What is required: Restate the data below word for word. Skip any images it contains.

Exercise material:
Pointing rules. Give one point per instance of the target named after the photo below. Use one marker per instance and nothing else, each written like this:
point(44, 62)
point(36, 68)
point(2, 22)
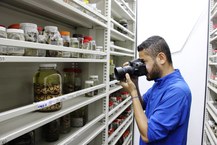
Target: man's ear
point(161, 58)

Response box:
Pointing rules. Give one point per instance of the target named after the photo below. Use one marker per instance and nothing else, each written like this:
point(44, 62)
point(36, 68)
point(2, 22)
Target: man's ear
point(161, 58)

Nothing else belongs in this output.